## Task list
A) Using the November Discoveries post, answer these:
(i) How many words may an entry in the Figment short story contest have at most?
(ii) What question does the 50 People, One Question project put to each stranger?
(iii) Since when has the writer followed So Worth Loving?
B) Write the next part of the November Discoveries post, following on from its last entry.

## Document extract
....

Category Archives: creative fiction

November Discoveries

November, I’ll be honest, was the longest short month of my entire semester. Not because of schoolwork, but because I watched people around me recover from at least five deaths, hold onto wishes and hopes that might not pan out, and just generally feel lonely. I’m hoping to bring them (and you all) a list to cheer your spirits.

Let’s begin.

So Worth Loving. The organization will write that phrase all over your favorite, well-worn t-shirt if you mail it to them. I’ve been a follower since the summer, but just this week they launched their official website and they now have their own merch, so if you’re not ready to give up your favorite item of clothing, you can buy something else.

Figment Fiction Short Story Contest. Figment’s a YA writing community & forum (that my 14-year-old cousin and I fell in love with last December when we decided I needed to work there). The company’s paired up with Seventeen Magazine & Scholastic for a short story contest and you only have to write 500 words. In fact, no exceeding that limit or you’re DQ’ed. I entered and am hoping to be among the top 60 finalists, but obviously if you’re a girl between 13 and 21 you best get your pen and paper and write your heart out for the contest, too.

Kerry’s Victoria Secret post. I am not a VS basher, by any means, and my roommates actually ran in my room asking me to go to VS while I was reading this, but I think it’s something that needs to be said. And I think Kerry’s got a way with words. I’ll preface it with this: you are not a model and we love you for that. You have curves and you should not starve yourself–your body is your fuel.

50 People, One Question – New York. OK, this video’s legit three years old, but I just discovered it and found myself wanting to seek out these individuals and tell them how charming and real and honest they were for the camera. This project asks each stranger the same question: “What do you hope to happen by the end of the day?” The answers are almost as colorful as the beautiful souls on screen.

....

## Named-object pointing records
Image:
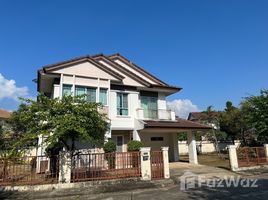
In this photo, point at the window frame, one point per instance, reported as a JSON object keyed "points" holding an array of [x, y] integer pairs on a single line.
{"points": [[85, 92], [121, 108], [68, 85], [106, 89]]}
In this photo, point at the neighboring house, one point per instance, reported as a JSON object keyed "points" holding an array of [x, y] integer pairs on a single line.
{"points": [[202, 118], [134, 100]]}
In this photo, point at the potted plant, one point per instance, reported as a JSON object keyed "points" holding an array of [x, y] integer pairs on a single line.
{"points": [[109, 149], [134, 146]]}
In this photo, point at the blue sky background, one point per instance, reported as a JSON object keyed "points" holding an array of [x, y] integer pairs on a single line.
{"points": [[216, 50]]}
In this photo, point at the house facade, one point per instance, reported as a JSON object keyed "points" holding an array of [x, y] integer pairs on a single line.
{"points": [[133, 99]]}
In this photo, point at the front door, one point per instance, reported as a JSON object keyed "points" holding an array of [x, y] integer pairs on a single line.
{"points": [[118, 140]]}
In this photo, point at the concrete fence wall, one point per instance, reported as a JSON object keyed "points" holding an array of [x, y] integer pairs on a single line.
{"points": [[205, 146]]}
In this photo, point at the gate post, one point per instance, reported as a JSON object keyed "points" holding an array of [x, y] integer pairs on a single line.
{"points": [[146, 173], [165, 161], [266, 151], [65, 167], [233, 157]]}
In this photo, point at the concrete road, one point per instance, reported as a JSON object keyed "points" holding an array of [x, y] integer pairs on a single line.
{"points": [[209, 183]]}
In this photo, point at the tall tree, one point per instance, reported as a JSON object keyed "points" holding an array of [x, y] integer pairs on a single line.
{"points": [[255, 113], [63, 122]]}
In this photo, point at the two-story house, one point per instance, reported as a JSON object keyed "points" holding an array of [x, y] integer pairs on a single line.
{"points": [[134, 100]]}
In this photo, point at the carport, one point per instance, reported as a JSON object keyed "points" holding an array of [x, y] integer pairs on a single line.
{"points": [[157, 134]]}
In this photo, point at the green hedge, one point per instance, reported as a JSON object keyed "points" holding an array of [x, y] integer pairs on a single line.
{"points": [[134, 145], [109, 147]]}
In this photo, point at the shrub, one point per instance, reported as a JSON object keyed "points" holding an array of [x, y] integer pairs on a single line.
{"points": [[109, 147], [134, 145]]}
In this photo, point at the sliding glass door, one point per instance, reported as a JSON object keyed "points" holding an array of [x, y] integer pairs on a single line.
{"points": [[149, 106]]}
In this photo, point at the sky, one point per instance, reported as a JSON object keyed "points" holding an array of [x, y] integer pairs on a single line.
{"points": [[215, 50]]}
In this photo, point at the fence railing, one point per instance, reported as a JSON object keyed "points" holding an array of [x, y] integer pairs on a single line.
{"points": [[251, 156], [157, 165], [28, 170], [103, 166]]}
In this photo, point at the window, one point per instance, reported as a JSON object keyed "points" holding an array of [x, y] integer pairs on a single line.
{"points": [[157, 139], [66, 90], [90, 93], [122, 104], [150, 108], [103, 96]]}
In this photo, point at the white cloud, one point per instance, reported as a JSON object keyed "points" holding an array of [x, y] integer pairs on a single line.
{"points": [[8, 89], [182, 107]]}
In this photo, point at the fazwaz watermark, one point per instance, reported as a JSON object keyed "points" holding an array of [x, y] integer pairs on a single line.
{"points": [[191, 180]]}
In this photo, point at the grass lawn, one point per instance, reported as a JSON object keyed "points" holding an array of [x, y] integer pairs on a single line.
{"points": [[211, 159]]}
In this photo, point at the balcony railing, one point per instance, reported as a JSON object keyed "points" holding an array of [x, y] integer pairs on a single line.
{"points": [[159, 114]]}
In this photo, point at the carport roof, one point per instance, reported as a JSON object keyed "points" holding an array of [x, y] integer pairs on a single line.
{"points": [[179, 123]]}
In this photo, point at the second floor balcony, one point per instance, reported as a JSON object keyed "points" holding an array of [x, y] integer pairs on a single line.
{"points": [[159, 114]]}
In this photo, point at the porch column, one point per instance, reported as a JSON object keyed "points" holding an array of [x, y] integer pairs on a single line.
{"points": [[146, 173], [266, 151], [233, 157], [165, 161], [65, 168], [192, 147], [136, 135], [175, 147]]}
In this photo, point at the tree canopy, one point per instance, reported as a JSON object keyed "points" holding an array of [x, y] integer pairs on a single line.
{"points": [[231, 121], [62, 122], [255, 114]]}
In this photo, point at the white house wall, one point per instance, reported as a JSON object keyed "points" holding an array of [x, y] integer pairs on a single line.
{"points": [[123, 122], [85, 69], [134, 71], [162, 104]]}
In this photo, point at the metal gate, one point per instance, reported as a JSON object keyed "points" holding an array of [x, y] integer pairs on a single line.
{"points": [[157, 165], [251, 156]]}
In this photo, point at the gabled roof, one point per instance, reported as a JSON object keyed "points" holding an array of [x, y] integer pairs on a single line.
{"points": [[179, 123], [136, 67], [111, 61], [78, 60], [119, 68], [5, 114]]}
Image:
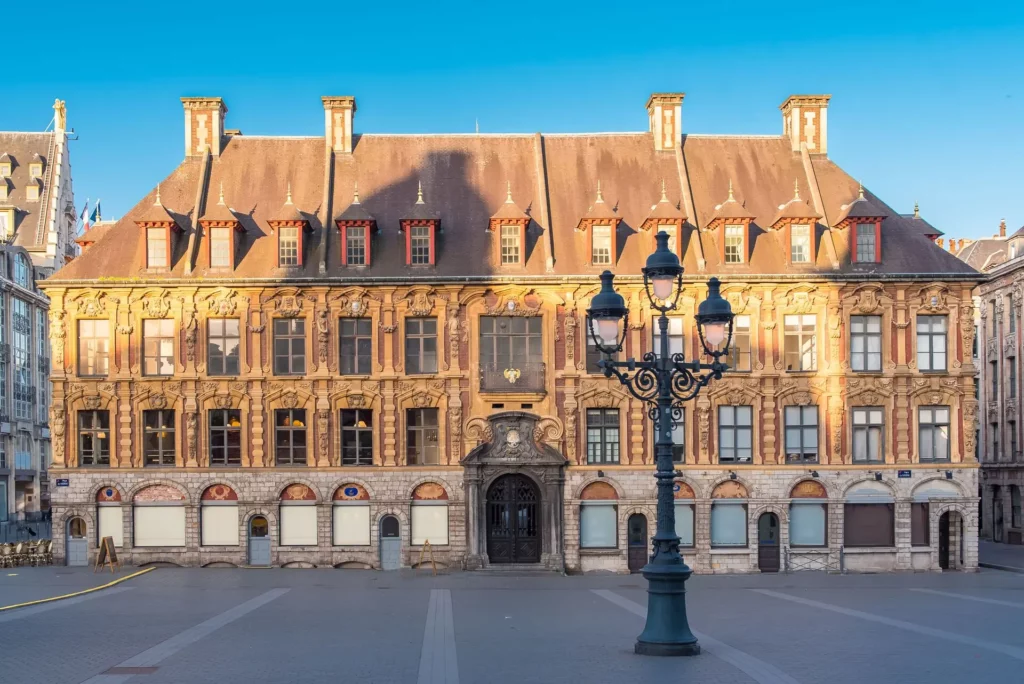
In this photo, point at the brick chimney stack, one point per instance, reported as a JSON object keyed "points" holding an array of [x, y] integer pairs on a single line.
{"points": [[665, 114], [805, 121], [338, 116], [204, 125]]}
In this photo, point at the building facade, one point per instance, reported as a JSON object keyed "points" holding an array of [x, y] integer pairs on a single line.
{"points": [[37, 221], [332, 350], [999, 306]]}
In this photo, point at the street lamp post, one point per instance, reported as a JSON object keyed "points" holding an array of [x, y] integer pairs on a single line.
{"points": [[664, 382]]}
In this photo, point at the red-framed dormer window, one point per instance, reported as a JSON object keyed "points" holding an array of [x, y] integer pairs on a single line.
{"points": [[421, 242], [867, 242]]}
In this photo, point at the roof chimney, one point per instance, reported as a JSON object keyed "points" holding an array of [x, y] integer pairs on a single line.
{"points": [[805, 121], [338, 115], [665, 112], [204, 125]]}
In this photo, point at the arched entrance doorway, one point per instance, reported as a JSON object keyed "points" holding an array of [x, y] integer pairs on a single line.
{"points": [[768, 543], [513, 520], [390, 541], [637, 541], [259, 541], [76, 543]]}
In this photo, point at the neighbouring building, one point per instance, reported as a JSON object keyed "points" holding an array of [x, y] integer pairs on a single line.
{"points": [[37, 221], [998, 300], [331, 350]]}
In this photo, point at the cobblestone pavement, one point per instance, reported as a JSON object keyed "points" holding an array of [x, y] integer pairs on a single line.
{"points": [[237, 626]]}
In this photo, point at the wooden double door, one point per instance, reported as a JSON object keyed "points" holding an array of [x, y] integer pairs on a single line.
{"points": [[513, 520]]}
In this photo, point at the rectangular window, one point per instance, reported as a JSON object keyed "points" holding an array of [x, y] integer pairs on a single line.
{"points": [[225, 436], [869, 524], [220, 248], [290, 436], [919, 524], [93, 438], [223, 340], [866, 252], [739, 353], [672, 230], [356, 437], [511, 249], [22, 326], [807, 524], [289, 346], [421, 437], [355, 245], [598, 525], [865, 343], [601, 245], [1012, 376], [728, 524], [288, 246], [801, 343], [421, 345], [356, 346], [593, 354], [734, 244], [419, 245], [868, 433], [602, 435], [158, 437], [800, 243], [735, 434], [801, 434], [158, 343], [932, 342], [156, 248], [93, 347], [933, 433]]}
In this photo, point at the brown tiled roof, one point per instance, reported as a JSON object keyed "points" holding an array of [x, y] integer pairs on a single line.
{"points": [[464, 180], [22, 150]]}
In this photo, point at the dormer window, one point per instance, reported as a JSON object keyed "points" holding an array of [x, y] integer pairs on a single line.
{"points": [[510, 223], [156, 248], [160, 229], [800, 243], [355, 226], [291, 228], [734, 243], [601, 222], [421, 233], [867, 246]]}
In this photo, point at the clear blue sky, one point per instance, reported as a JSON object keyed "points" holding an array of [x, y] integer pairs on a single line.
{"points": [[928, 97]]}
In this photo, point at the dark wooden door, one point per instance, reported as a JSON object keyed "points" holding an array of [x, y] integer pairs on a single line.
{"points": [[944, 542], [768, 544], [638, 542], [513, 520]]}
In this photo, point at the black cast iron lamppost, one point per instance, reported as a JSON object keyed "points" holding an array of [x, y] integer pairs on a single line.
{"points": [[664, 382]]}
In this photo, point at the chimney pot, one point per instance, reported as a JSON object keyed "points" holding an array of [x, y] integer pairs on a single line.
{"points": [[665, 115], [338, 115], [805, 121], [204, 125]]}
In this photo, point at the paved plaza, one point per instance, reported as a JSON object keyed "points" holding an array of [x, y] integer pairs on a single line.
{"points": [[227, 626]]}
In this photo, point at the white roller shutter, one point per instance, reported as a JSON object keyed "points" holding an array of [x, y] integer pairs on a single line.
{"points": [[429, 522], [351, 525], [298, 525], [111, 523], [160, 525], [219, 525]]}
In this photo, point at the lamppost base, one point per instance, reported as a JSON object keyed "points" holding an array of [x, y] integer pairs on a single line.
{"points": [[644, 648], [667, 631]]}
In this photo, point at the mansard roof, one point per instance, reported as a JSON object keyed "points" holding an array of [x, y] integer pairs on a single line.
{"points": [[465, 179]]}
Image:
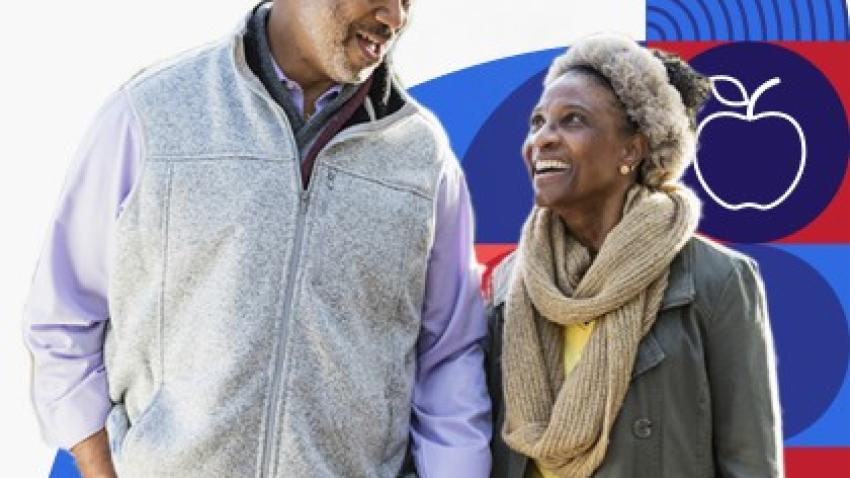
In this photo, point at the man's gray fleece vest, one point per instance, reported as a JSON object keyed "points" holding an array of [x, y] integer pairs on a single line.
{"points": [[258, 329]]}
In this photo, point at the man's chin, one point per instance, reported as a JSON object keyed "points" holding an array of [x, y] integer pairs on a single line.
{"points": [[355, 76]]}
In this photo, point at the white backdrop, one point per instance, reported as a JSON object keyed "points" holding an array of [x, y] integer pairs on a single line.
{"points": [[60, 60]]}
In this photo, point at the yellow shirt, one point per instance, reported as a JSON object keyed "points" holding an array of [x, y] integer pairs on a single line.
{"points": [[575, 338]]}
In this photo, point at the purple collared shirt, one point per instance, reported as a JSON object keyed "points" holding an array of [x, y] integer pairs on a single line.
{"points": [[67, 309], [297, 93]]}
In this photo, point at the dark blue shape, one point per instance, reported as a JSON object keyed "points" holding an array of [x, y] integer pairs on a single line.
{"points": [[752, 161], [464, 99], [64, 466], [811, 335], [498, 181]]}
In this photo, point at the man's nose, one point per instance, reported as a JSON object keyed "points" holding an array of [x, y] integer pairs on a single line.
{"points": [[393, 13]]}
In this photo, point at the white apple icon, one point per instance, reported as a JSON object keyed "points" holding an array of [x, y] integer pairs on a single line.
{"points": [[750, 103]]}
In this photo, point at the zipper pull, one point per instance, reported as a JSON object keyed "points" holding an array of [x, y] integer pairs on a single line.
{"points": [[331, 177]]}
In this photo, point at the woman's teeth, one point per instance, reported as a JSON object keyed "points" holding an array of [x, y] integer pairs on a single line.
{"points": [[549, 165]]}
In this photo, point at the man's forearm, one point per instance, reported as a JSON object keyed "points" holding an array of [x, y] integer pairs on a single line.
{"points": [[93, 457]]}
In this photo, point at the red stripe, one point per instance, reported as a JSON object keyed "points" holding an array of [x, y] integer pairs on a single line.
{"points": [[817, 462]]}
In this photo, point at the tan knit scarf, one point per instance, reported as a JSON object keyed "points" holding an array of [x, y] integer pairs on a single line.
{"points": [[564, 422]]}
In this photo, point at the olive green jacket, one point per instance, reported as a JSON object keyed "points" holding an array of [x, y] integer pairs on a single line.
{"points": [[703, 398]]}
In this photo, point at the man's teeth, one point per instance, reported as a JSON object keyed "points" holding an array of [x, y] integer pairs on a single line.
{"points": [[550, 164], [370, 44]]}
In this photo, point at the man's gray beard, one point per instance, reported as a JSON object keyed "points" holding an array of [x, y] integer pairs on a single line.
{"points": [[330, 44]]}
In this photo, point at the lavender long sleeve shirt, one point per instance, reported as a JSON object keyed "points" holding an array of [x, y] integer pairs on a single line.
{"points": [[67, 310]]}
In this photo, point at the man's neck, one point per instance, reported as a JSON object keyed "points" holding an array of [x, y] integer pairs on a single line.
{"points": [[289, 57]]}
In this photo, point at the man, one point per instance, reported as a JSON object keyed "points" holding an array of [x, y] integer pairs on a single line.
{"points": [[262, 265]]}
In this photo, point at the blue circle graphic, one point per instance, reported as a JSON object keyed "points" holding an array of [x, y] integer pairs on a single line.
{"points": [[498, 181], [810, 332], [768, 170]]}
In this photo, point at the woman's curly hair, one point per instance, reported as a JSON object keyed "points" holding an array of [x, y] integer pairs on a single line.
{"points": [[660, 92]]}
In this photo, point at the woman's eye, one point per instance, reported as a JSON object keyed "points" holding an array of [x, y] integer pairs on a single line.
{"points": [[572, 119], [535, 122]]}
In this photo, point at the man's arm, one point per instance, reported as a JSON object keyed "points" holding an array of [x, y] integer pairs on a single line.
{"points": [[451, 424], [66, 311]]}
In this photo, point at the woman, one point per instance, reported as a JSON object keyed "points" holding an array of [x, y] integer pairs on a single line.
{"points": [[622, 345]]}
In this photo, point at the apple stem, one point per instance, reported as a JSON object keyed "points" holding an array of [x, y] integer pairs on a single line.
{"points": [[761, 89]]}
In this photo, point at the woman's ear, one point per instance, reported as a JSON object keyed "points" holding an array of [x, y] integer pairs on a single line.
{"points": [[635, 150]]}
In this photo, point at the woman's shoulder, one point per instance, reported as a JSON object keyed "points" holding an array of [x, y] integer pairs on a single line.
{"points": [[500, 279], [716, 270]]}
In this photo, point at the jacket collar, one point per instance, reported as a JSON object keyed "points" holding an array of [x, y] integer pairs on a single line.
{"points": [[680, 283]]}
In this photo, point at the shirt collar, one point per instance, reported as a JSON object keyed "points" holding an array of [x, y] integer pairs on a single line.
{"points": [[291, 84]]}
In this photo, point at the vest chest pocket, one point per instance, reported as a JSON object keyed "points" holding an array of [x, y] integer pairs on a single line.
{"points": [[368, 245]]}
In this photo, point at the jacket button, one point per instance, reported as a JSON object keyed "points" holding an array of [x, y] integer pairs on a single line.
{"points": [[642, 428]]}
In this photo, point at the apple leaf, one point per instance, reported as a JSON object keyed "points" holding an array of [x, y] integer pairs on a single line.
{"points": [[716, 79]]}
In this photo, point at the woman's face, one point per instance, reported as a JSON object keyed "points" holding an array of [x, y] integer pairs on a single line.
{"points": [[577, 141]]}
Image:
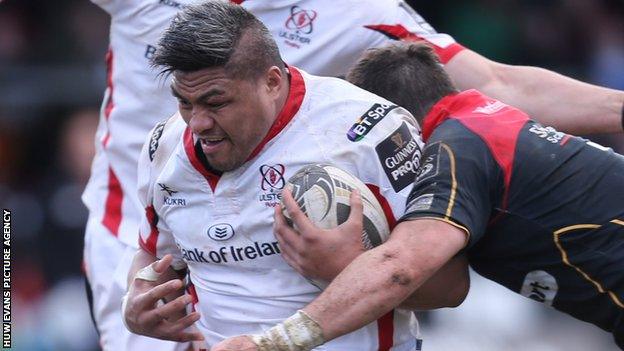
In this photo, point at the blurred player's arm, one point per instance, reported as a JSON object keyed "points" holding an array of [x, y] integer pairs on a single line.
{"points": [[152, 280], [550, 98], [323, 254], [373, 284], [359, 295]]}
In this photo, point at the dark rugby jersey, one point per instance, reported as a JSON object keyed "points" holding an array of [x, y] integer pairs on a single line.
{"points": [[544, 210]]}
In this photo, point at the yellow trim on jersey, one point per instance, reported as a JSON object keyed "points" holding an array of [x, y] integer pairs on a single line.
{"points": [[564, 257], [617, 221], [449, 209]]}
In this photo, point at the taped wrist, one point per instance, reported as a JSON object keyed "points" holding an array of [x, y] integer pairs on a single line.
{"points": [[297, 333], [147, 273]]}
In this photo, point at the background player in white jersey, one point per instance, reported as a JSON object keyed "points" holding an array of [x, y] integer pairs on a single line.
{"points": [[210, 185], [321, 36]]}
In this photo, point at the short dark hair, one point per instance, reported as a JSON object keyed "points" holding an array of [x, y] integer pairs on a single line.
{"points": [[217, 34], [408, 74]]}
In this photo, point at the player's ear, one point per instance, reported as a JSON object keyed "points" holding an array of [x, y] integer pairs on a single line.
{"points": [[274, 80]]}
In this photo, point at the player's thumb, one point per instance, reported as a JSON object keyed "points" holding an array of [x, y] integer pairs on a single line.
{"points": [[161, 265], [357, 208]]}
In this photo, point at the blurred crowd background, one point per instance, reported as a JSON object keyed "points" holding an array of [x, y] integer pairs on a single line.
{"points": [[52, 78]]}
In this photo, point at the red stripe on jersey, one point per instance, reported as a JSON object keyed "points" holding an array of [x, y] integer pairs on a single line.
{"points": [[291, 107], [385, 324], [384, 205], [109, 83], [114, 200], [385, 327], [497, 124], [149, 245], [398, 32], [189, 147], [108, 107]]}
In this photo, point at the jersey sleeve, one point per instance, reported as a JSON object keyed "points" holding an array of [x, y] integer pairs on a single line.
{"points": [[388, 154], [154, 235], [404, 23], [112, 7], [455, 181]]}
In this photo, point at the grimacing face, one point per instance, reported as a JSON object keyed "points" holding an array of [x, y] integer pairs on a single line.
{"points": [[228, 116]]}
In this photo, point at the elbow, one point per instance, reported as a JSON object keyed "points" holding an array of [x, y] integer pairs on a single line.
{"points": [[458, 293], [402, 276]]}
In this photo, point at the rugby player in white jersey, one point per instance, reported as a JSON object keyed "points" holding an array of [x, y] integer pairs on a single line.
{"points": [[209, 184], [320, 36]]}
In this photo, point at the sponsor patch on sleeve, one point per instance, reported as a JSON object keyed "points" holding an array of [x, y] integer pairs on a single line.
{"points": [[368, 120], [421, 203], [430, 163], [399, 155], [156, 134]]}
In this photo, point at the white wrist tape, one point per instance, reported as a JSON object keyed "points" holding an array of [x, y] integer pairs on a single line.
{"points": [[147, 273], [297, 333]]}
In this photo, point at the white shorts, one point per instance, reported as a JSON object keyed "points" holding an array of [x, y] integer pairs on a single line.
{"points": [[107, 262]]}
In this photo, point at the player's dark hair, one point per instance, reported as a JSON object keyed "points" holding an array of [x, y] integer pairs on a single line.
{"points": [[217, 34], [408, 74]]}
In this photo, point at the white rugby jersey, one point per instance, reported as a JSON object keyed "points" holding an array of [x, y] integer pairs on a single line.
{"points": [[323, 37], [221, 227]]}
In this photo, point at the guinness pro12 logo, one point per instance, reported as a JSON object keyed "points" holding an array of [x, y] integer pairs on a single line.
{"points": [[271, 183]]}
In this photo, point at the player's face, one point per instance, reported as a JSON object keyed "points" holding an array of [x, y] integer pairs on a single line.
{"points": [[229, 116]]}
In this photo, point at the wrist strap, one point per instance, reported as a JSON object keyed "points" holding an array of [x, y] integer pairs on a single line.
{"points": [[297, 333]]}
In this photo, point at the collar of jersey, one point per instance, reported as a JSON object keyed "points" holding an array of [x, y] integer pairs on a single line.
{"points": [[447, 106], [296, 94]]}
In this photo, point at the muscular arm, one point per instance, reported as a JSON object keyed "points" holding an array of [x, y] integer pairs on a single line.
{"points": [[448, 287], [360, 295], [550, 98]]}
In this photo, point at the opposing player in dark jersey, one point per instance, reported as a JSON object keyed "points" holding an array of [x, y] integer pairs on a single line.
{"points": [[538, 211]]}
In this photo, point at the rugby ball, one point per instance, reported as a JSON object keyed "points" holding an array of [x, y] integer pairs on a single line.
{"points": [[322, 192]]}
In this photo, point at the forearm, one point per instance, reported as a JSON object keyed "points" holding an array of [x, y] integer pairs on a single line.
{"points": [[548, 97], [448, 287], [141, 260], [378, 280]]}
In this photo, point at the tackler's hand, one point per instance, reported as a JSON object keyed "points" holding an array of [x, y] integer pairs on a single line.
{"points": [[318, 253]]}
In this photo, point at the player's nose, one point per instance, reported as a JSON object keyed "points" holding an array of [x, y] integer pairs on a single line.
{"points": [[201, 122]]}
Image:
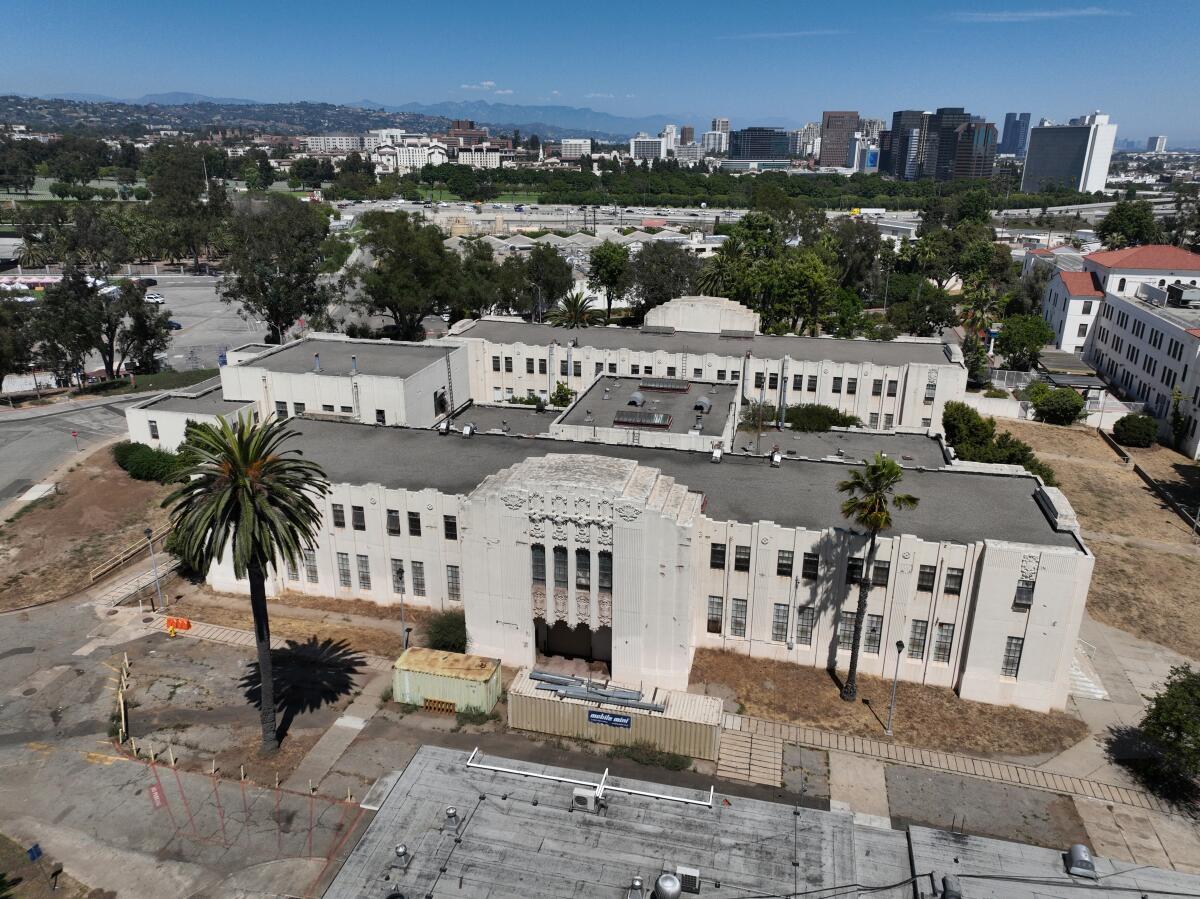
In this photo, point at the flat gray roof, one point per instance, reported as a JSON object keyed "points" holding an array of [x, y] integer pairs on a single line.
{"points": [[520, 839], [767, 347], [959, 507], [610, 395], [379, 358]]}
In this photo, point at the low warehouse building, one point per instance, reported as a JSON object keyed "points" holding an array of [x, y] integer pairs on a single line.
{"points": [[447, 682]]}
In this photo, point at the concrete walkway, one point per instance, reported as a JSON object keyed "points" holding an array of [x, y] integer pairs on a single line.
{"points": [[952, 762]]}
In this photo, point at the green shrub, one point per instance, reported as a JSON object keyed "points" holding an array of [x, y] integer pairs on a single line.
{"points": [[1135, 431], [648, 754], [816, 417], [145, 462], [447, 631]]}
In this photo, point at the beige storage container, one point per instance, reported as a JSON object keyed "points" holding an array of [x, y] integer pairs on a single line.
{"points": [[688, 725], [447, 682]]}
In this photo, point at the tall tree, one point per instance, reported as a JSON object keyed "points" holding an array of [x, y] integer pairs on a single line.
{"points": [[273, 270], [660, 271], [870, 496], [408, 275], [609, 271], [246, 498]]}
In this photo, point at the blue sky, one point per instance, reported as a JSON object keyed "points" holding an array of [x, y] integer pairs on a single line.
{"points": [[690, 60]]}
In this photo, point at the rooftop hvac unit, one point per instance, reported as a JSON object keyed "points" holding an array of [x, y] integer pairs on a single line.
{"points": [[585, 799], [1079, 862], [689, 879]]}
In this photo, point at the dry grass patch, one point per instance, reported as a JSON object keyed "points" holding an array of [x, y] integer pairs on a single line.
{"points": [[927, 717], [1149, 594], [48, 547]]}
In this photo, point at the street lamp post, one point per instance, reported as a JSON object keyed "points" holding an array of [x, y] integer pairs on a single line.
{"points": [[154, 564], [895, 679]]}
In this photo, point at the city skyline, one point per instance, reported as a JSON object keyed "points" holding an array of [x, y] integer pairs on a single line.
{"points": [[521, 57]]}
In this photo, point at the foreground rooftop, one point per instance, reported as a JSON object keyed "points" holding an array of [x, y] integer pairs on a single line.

....

## Response list
A)
(i) 500 words
(ii) "What do you hope to happen by the end of the day?"
(iii) Since the summer

B)
More Love Letters

12 Days of Love Letter Writing. Hosted by the fabulous More Love Letters, the project’s going on from Monday to December 17. One mini package (or giant, if you all get in on it) of love letters for each recipient will bring some warmth and comfort during this month and I’m giddy over the chance to write a letter for one of the days (so be on the lookout for that, too).

A Year in New York. This video is beautiful and I cannot say anything other than that. If you love the city, you will love tracking through it from the eyes of this filmmaker.

Thank you, I won’t let you down. This post from Danielle LaPorte broke my heart and put it back together. It’s inspired by a clip from an X-Factor audition and the girl in the video just shines with personality, voice, sass and, most of all, gratitude. This is what talent’s all about, guys.

Coming Soon: I’ve developed a super secret list of seven wonderful women who—in 140 characters or less—have taught me a thing or two about life, love and growing up. December’s posts (beginning on Monday) will be dedicated to unveiling each lesson, one at a time, and the woman behind it. Prepare for total inspiration.

“Do not return to sender. Under any circumstances.”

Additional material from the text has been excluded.